What is asked —
Put the lines of the listing, from the line with "Point to the worker" up to and including the line with "x=639 y=101", into a Markdown table with the columns No. and Line. Give each line its own numbered row and leave out blank lines.

(Entries from a point annotation set)
* * * * * * *

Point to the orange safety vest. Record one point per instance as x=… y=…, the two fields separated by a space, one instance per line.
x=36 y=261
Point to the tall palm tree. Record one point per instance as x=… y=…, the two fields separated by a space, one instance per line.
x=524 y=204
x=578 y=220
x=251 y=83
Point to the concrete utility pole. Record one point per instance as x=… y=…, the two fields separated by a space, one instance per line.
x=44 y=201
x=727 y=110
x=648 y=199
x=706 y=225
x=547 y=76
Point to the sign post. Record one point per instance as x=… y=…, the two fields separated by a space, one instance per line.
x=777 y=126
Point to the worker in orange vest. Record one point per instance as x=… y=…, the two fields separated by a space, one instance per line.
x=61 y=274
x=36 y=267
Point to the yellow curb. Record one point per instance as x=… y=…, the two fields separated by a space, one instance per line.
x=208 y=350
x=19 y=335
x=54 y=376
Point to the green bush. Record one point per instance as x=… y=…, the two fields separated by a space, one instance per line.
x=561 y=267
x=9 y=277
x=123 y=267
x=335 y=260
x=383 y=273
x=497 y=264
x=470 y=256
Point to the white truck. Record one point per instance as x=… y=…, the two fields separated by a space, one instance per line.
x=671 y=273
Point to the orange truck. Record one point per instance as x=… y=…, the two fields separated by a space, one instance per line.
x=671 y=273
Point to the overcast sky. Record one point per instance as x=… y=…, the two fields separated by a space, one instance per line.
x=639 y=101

* * * * * * *

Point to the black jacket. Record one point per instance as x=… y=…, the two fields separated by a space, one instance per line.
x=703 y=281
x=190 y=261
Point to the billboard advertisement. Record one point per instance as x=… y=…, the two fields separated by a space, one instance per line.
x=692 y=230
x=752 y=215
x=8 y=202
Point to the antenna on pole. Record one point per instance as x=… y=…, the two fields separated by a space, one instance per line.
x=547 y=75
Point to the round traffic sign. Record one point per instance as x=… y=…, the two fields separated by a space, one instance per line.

* * * * * * *

Result for this exercise —
| No. | Line |
|---|---|
| 1 | Point to the worker in orange vest. Record one point per instance as x=… y=…, the two fields separated by a space, one instance per line. |
| 2 | x=61 y=274 |
| 3 | x=36 y=267 |
| 4 | Point to the yellow curb. Record one point per instance as x=… y=…, the two fields separated by a space, one instance per line. |
| 5 | x=208 y=350 |
| 6 | x=19 y=335 |
| 7 | x=54 y=376 |
| 8 | Point to the green bush. Record one point per instance as x=… y=…, the two fields separated by a space, one instance per line. |
| 9 | x=561 y=267 |
| 10 | x=9 y=277 |
| 11 | x=123 y=267 |
| 12 | x=335 y=260 |
| 13 | x=383 y=273 |
| 14 | x=497 y=264 |
| 15 | x=470 y=256 |
| 16 | Point to the white truck. Record one point per instance as x=… y=…, the two fields separated by a space, one instance per line. |
| 17 | x=671 y=273 |
| 18 | Point to the orange truck. Record one point per instance as x=… y=…, the two fields separated by a space, one instance per line. |
| 19 | x=671 y=273 |
| 20 | Point to the overcast sky. Record one point per instance as x=… y=…, the two fields separated by a space, one instance per line. |
| 21 | x=639 y=101 |